START RAW DATA

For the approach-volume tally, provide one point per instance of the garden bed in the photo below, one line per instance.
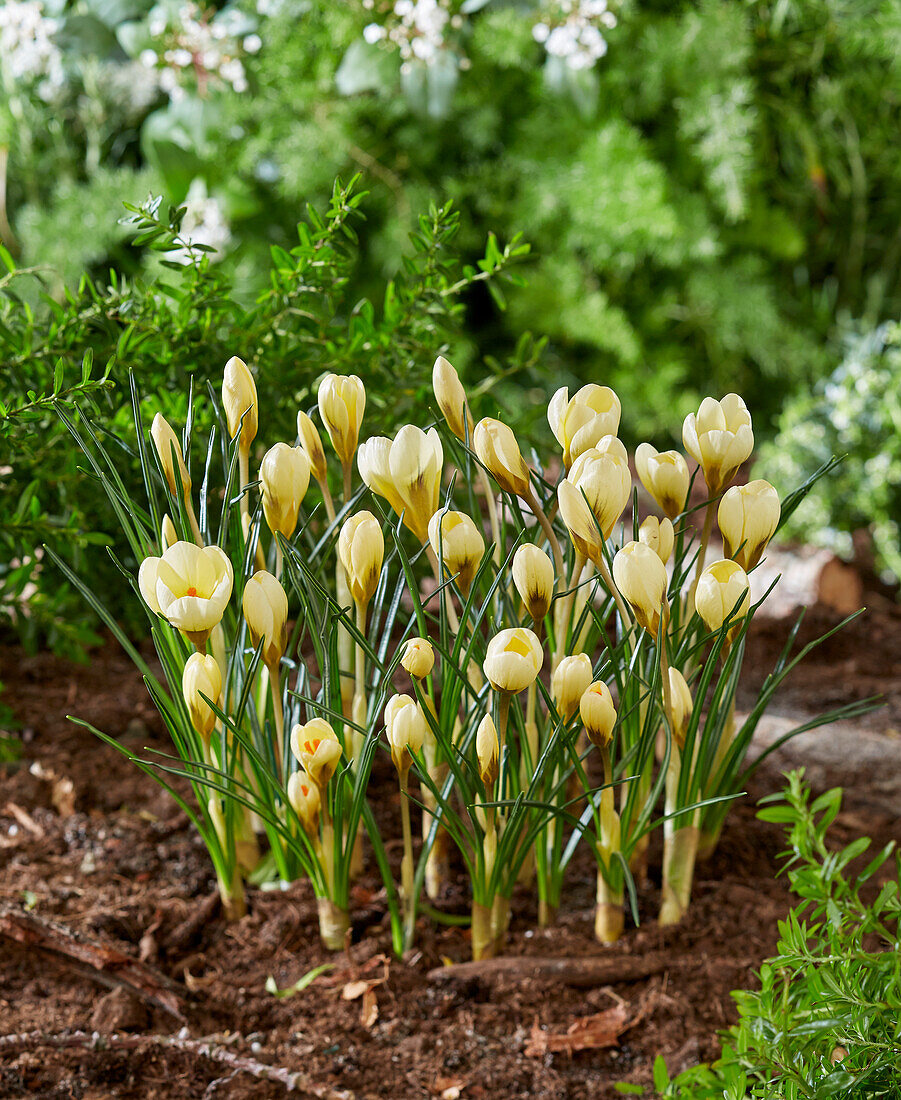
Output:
(89, 843)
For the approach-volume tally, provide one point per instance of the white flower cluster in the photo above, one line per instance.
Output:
(572, 31)
(204, 223)
(416, 26)
(28, 52)
(198, 48)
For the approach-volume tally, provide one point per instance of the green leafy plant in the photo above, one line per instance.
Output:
(825, 1019)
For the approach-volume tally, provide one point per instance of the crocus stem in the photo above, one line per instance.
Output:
(531, 501)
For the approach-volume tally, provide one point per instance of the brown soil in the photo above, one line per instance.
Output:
(113, 858)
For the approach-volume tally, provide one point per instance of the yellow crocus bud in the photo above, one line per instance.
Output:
(533, 574)
(239, 400)
(201, 677)
(189, 586)
(171, 458)
(168, 536)
(497, 450)
(569, 683)
(720, 438)
(580, 422)
(641, 578)
(748, 517)
(285, 474)
(451, 398)
(311, 443)
(659, 536)
(681, 706)
(265, 608)
(720, 589)
(487, 750)
(318, 750)
(458, 545)
(306, 801)
(342, 399)
(513, 659)
(361, 549)
(665, 474)
(597, 713)
(406, 729)
(418, 658)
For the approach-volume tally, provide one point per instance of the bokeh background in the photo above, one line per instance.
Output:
(710, 193)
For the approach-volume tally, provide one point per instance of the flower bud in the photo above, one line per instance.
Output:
(581, 421)
(748, 517)
(306, 801)
(497, 450)
(361, 549)
(458, 543)
(311, 443)
(487, 749)
(597, 713)
(171, 458)
(406, 729)
(239, 400)
(265, 608)
(418, 658)
(513, 660)
(201, 677)
(659, 536)
(342, 399)
(168, 536)
(641, 578)
(533, 574)
(285, 474)
(722, 592)
(665, 474)
(451, 398)
(318, 750)
(569, 683)
(718, 439)
(681, 706)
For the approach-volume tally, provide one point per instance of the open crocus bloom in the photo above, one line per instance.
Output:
(189, 586)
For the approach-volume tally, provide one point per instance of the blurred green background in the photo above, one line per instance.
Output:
(711, 193)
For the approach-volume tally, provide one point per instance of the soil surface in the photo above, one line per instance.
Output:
(91, 844)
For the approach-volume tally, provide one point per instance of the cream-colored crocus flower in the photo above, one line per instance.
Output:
(659, 536)
(498, 451)
(581, 421)
(201, 678)
(418, 658)
(265, 608)
(171, 458)
(316, 746)
(240, 402)
(720, 438)
(361, 549)
(306, 801)
(722, 591)
(458, 545)
(569, 683)
(406, 729)
(189, 586)
(451, 398)
(487, 750)
(533, 574)
(597, 713)
(285, 475)
(641, 578)
(407, 473)
(748, 517)
(513, 660)
(342, 400)
(665, 474)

END RAW DATA

Your answer should consist solely of the lines above from the line with "of the brown" to the line with "of the flower", both included, reproduced exactly.

For the approach-volume tally, provide one point per instance of the brown soil in the photo above, one line per instance.
Output:
(113, 858)
For the approach-volume tally, provide one point per instance of the yellow crocus bud in the photo above, one line per instance.
Output:
(533, 574)
(239, 400)
(201, 677)
(189, 586)
(171, 458)
(168, 536)
(497, 450)
(569, 683)
(720, 438)
(580, 422)
(641, 578)
(748, 517)
(285, 474)
(451, 398)
(311, 443)
(659, 536)
(681, 706)
(265, 608)
(720, 589)
(487, 750)
(318, 750)
(458, 545)
(306, 801)
(342, 399)
(513, 659)
(361, 549)
(665, 474)
(597, 713)
(406, 729)
(418, 658)
For the approach-volume tally, provide one point per instance of the bokeh background in the photo above, one line per instance.
Output:
(710, 193)
For the approach-volume tally, provide one point per instance of the flower bud in the photo above, one line per instance.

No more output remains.